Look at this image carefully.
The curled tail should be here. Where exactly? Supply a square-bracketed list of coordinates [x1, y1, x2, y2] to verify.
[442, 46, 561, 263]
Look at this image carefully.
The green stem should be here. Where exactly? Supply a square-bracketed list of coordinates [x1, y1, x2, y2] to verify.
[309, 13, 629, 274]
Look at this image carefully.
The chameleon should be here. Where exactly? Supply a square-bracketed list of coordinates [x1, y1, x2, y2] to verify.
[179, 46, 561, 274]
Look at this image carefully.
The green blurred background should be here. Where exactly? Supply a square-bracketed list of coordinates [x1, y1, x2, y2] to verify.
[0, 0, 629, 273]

__Directions for this task__. Convert the lines above into a two-column CSV with the headers text and answer. Make one row for each bracketed coordinate list: put the wording before it in the first field and the list in the second, quote every field, and turn line breaks into spaces.

__Exercise result__.
text,answer
"Look at this image carefully. The curled tail should be here. Where exactly? Supply a square-bracketed list of coordinates [x1, y1, x2, y2] to verify.","[442, 46, 561, 263]"
"Look at this image carefully. The green stem should be here. Where exactly? Supply a square-bracketed list of coordinates [x1, y1, x2, y2] to verify.","[309, 13, 629, 274]"
"Look at this image carefully. The chameleon should be here. Where exactly? Supply a square-bracketed list of coordinates [x1, y1, x2, y2] to verify.","[179, 46, 561, 274]"
"Look at this image carefully. The green blurred background should be here. Where exactly? Supply a square-bracketed list of coordinates [x1, y1, x2, y2] to verify.","[0, 0, 629, 273]"